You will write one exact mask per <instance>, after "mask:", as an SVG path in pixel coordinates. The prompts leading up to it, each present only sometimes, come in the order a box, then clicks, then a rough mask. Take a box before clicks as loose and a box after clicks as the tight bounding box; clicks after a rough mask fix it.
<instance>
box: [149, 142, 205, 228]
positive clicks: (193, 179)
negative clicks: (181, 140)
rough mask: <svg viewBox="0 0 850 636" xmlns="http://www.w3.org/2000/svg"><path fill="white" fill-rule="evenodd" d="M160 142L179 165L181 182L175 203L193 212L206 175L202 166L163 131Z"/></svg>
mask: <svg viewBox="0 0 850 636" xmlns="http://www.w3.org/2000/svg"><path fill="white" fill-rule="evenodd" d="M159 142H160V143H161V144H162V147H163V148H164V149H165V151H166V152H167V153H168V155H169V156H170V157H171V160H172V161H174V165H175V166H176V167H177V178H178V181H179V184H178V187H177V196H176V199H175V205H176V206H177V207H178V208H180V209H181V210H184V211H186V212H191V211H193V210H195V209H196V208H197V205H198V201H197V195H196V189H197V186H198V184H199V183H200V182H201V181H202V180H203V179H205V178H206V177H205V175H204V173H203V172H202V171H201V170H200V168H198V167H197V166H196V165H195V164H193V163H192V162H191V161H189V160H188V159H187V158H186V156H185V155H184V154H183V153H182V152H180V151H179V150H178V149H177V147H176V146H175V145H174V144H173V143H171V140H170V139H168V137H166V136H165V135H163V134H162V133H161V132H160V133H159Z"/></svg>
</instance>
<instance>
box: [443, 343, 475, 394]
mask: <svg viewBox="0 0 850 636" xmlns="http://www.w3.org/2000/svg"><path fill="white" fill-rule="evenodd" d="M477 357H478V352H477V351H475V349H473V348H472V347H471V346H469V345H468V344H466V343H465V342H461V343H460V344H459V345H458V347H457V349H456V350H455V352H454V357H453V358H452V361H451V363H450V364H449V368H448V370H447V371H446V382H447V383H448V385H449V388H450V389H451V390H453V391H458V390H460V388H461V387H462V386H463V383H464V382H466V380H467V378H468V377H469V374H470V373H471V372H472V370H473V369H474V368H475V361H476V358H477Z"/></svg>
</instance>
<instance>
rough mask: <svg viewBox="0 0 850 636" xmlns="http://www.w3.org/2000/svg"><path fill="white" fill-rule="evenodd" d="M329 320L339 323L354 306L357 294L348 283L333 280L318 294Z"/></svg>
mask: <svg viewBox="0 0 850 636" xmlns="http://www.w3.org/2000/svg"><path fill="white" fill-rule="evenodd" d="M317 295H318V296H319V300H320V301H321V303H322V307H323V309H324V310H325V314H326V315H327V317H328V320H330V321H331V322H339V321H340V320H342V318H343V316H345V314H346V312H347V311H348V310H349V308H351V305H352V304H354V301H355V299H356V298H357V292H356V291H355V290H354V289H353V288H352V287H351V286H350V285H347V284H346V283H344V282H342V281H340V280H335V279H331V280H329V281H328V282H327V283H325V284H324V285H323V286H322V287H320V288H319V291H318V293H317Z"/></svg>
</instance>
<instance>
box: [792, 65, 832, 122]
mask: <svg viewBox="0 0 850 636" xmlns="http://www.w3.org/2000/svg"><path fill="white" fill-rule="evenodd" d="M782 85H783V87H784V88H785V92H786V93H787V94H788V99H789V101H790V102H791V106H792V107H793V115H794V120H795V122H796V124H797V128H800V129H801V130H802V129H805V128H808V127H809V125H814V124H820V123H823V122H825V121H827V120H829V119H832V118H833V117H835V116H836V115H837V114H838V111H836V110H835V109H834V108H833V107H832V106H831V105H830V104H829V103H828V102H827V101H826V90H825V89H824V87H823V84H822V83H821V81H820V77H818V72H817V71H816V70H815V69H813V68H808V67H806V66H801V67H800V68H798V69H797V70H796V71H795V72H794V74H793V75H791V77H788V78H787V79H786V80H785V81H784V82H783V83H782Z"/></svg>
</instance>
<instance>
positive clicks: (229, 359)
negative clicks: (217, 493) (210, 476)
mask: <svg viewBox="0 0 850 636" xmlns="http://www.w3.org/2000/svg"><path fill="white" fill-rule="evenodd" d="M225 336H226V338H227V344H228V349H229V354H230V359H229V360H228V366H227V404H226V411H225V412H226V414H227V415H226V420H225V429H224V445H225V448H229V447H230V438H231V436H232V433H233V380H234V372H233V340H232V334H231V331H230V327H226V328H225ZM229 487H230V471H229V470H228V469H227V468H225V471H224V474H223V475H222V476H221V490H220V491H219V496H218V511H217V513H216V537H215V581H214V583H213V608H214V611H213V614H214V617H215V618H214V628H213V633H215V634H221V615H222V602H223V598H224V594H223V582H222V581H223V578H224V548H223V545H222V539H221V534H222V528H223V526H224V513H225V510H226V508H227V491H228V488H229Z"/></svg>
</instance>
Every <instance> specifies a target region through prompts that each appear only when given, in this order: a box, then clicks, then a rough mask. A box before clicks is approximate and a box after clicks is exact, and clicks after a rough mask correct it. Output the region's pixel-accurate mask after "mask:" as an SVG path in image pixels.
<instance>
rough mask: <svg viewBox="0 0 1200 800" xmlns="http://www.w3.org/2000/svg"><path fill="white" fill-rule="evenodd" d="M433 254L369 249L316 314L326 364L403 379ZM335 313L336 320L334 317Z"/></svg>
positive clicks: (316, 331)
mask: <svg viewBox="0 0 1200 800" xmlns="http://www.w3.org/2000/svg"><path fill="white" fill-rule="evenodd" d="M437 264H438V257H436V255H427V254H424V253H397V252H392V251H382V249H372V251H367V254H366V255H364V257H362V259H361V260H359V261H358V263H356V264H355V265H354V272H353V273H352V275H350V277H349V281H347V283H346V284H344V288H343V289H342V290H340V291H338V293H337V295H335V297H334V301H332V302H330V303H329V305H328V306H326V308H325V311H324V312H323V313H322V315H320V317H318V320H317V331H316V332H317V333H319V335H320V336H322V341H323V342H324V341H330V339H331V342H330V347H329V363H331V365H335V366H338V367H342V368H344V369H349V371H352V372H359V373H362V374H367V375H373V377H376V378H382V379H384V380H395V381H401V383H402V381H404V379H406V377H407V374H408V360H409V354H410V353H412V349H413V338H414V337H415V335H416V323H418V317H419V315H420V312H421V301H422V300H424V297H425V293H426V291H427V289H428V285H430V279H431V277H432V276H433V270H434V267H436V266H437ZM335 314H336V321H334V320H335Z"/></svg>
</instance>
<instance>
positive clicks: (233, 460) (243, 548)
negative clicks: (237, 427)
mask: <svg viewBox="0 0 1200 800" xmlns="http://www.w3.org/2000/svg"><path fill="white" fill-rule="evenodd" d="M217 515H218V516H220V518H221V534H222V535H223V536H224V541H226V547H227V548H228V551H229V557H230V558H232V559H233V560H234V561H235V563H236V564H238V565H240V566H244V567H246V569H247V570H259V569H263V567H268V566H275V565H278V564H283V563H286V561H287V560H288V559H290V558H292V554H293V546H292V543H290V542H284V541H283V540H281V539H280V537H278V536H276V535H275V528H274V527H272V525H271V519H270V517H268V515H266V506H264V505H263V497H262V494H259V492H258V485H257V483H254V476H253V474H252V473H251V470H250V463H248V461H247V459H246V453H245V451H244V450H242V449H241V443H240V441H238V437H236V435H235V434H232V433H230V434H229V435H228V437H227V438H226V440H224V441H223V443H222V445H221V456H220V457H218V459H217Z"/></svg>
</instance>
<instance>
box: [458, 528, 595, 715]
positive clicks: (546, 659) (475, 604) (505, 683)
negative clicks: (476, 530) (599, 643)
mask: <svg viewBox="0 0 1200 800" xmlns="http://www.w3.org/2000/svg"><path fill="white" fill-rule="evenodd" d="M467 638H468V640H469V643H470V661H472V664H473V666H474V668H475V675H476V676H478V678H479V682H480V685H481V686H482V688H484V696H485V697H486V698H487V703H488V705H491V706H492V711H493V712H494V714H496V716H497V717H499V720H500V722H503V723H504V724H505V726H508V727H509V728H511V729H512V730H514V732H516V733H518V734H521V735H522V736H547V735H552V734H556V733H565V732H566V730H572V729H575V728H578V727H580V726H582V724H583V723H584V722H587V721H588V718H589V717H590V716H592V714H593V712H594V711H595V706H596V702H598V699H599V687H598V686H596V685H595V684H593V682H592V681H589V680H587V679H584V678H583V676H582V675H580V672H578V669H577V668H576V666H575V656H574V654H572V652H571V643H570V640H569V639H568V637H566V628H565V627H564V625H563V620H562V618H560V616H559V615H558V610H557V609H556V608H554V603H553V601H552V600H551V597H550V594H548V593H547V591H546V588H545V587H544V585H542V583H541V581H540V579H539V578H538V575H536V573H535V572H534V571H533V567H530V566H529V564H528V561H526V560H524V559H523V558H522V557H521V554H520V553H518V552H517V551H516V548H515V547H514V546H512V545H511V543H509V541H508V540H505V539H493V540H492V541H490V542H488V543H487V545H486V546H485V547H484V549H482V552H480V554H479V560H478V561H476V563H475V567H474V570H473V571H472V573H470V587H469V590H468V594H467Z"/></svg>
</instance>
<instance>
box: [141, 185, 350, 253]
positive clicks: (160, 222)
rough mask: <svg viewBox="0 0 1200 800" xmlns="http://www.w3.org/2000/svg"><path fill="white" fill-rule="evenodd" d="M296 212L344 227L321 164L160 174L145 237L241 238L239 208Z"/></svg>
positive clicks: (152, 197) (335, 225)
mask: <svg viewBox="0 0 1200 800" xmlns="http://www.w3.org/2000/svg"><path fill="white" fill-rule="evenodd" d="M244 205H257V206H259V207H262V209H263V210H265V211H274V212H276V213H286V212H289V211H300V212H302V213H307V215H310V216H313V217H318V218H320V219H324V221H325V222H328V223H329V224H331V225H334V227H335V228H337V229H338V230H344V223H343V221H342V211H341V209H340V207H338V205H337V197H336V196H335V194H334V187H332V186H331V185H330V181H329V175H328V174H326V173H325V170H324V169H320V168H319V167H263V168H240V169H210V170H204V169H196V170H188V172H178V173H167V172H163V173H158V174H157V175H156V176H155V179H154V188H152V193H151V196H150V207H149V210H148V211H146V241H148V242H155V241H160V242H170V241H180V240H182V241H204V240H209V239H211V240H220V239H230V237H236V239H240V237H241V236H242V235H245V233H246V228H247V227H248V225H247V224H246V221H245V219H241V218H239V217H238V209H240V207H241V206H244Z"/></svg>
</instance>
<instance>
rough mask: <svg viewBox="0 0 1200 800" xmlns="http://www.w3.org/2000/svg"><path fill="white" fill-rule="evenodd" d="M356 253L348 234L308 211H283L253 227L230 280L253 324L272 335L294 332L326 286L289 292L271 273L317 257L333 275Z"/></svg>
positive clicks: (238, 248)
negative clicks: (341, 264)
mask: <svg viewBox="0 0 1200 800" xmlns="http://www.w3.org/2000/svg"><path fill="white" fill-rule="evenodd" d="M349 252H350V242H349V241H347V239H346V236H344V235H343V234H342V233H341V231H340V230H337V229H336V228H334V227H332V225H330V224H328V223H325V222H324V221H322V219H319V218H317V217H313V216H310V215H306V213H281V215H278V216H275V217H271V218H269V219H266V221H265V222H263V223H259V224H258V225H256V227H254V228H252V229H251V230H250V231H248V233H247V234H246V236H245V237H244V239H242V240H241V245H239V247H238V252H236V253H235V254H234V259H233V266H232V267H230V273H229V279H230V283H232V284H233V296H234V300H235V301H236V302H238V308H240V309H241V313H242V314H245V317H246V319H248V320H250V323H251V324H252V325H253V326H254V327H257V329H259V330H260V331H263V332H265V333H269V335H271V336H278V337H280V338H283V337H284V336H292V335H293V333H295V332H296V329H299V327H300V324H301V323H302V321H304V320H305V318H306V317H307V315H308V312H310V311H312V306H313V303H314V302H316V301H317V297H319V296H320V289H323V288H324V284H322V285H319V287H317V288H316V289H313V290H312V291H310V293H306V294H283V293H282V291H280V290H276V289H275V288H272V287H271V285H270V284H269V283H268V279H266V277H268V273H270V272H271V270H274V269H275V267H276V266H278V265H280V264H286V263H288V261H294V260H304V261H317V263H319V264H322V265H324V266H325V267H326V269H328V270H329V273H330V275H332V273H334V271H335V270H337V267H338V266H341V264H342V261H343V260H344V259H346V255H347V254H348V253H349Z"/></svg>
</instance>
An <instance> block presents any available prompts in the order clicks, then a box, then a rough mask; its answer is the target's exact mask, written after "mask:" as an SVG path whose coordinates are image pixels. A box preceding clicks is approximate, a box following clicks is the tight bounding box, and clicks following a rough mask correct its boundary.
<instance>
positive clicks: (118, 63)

=-=-=-=-=

TASK INSTRUCTIONS: From the items above, copy each line that contains the string "negative", matching uppercase and lowercase exactly.

TASK ANSWER:
negative clicks: (181, 140)
negative clicks: (217, 493) (210, 476)
negative clicks: (237, 427)
negative clicks: (476, 530) (599, 643)
negative clicks: (341, 264)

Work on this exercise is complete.